--- Consigne 1 ---
D'après l'extrait sur le jugement, sur quelle durée le client souhaitait-il placer son argent ?
--- Consigne 2 ---
Recopiez fidèlement l'extrait sur le jugement, en partant de « Compte tenu de » jusqu'à « elle était lié. ».
**** Source ****
En deuxième lieu, le tribunal juge que cette faute commise n’est pas en lien causal avec le dommage vanté. Pour le tribunal, rien ne permet de penser que pour l’investisseur, une information correcte quant aux caractéristiques du produit acquis l’aurait conduit à ne pas investir dans le produit émis par Kobelco : le client cherchait simplement à investir auprès d’une société qui, à l’époque, jouissait d’une bonne réputation, sur une durée d’un an, un montant déterminé, en contrepartie d’un intérêt.

Pour le tribunal, l’origine du dommage du client se trouve également dans le comportement fautif et trompeur des responsables de Kobelco, qui avaient présenté les contrats à souscrire de manière incorrecte, incomplète et trompeuse.

Compte tenu de l’absence de responsabilité de l’intermédiaire, le tribunal n’analysera pas la responsabilité éventuelle que la banque aurait pu devoir supporter du fait de la responsabilité de l’intermédiaire avec lequel elle était lié.
**** Segment de données ****
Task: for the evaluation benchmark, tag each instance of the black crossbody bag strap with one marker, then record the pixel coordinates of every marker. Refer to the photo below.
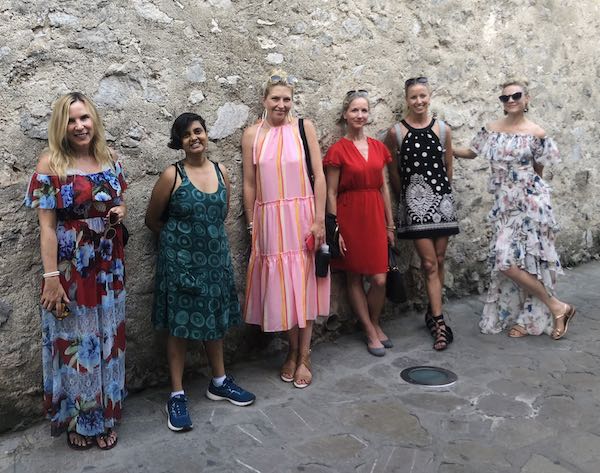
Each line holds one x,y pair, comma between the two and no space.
311,176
****
--- Réponse attendue 1 ---
Sur une durée d'un an.

--- Réponse attendue 2 ---
Compte tenu de l’absence de responsabilité de l’intermédiaire, le tribunal n’analysera pas la responsabilité éventuelle que la banque aurait pu devoir supporter du fait de la responsabilité de l’intermédiaire avec lequel elle était lié.